§ **Dataset entries**
** Start **

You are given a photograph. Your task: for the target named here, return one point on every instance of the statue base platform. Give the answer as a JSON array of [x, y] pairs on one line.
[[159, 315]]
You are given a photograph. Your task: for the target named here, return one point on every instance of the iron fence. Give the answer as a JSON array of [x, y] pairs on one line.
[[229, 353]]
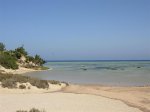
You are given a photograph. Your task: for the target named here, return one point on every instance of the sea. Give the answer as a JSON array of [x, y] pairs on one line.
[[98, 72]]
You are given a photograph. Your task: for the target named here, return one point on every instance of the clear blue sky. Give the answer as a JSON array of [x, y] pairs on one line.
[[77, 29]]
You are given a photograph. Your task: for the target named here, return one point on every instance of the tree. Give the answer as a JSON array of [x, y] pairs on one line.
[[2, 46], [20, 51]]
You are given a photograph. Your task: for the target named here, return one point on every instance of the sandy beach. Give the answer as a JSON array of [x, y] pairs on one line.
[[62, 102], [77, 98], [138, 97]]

** End **
** Start **

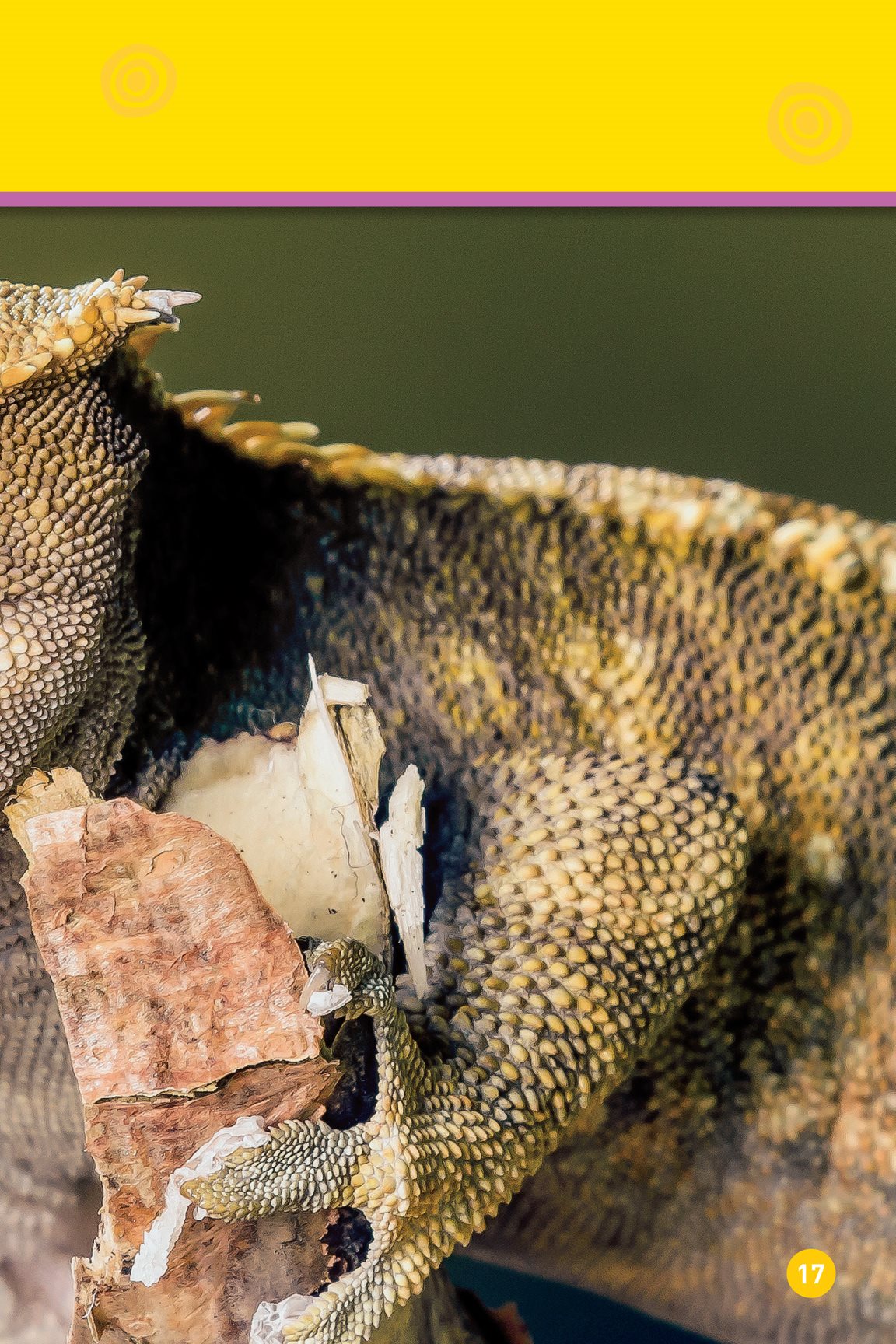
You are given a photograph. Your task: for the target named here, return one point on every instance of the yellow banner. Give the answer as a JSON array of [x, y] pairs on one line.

** End **

§ **The exercise**
Repeat the listing word for word, starting with the line containing "of the statue" and continuing through the line containing "[[229, 353]]", both lines included.

§ **Result of the task**
You are given a photograph. Your task: for the target named here, return one point on every instance of the statue base platform. Give the answer as a JSON array of [x, y] pairs on one line.
[[159, 315]]
You are given a photograph. Your task: for the target named here, return one point on every instance of the iron fence. Give the answer as a JSON array of [x, y] pairs on one line.
[[229, 353]]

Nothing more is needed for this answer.